TO BE DONE:
- 1) Answer these questions about the passage on Brahman as bliss:
(a) What does the passage call the basis of all other loves?
(b) Through which material quality is the happiness felt through contact a reflection of Self-Bliss?
(c) In what do all values proceed and subsist, according to the passage?
- 2) Give the titles of every heading line that precedes the body of the passage on Brahman as bliss, leaving out their numbering.

PAGE TEXT:

The Realisation of the Absolute :4-3-10.
Chapter 4: The Nature of Reality : 3.10.
3. Brahman as Bliss or Happiness-10.
Moreover, the love of the Self is the basis of all other loves. One loves another, because one loves the Self the most. The ultimate purpose of all loves is to rest in the satisfaction of one’s own Self. Perception and contact act as agencies in lifting up the veil of subjective desire covering the external objects. Hence, the motive behind conceptual and perceptual contacts is not so much to obtain anything from the object as such, as to make it an instrument in lifting up the veil in the mind, a purely selfish process which the individual subject tries to get effected thereby. Conception or perception is, in a way, an effort to exhaust a desire, though, because of the glaring error therein, it may give rise to another desire.
Contact is, therefore, not a method of acquiring happiness, but a means of getting freed from the pain of desiring, and thus making the Self experience itself indirectly. But even this temporary experience of happiness due to contact should not be mistaken for even a jot of true Self-Bliss, for in contact the desires are not destroyed, and this happiness experienced through contact is only a reflection of Self-Bliss through the material quality of sattva.Contact is only a stimulus to sattva-guna, which alone can reflect happiness. Sense-contact is a crude method of fulfilling desire born of deluded perception, and it can never bring to the experiencer the real bliss which he is hankering after.
None really loves anything for its own sake, for nothing in the universe has a true objective value that is valid for all times. All values proceed from the Self, and subsist in the Self. The Self alone is the ultimate and infinite value in all things. Careful analysis will reveal that all contacts have their meaning in Self-satisfaction. Self-satisfaction in its individual signification is only an apparent pleasure and is a delusion caused by the functions of the modes of thought. Even mental satisfaction brought about through the avenues of the senses is not the end aimed at through the mind and the senses.

STORED ROWS:
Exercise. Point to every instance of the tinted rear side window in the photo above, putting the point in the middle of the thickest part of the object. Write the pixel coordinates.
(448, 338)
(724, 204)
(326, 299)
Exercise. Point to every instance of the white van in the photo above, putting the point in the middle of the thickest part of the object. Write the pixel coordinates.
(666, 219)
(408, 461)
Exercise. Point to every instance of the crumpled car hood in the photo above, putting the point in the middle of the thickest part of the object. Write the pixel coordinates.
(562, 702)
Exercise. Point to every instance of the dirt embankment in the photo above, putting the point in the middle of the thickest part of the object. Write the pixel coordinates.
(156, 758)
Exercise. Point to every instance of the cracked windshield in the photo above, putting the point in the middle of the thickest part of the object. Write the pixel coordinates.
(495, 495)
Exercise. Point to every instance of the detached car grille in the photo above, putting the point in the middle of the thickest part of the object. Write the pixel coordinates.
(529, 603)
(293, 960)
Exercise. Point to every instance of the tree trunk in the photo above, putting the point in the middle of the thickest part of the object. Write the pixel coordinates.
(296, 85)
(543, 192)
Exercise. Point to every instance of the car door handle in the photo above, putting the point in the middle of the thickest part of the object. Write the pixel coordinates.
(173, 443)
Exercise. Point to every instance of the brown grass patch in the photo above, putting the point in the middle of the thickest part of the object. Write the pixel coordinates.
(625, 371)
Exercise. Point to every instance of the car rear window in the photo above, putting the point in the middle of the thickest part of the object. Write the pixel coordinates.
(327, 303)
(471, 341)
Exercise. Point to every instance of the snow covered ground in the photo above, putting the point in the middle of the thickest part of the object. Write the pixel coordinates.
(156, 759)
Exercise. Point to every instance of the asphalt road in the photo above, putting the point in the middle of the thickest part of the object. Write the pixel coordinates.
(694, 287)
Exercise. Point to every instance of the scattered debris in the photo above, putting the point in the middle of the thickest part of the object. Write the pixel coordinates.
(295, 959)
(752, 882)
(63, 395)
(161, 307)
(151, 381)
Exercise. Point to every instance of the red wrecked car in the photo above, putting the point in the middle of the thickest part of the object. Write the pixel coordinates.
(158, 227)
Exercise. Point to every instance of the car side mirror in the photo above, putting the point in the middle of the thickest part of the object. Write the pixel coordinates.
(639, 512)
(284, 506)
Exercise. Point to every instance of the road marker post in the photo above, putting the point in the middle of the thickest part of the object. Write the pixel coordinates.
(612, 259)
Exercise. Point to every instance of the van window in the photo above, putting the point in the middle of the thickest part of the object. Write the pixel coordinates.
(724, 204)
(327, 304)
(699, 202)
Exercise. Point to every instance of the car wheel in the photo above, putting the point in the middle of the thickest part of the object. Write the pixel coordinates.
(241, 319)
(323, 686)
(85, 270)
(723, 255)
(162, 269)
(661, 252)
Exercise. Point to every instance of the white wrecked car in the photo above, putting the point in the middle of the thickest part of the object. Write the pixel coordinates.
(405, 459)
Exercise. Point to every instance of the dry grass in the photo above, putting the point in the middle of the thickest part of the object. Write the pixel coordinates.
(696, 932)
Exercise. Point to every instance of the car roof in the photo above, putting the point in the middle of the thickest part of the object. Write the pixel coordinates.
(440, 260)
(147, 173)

ANSWERS BELOW:
- 1)
(a) The love of the Self.
(b) Sattva.
(c) The Self.

- 2)
The Realisation of the Absolute
The Nature of Reality
Brahman as Bliss or Happiness